Data records
━━━━━━━━━━━━━━━━
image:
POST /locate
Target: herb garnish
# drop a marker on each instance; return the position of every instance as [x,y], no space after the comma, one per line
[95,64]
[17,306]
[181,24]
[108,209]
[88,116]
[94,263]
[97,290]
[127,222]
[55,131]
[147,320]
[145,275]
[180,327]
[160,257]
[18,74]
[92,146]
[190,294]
━━━━━━━━━━━━━━━━
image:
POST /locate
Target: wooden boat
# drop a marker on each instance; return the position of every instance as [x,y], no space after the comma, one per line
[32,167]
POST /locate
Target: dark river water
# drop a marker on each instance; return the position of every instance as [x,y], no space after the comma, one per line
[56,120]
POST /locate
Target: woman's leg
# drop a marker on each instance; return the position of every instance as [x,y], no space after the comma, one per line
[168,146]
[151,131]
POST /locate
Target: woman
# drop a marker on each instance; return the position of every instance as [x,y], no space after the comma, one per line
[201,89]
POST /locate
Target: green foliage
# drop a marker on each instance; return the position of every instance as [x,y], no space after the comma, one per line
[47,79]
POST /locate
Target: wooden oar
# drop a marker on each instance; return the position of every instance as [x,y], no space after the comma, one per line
━━━━━━━━━━━━━━━━
(Exercise details) Across the records above, return every line that contains the word "wooden".

(Finished exercise)
Target: wooden boat
Target: wooden oar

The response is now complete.